• Available data:

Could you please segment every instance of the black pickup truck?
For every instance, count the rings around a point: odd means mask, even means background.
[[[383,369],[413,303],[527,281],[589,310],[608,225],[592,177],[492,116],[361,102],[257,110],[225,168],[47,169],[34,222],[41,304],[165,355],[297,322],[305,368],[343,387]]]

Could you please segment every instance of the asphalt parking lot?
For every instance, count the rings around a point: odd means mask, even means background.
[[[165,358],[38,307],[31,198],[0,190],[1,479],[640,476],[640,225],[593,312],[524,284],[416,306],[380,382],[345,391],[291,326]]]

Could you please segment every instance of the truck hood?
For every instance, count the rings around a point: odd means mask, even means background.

• Work instruction:
How many of the lines in the data above carry the word "segment"? Say the number and nothing else.

• Task response:
3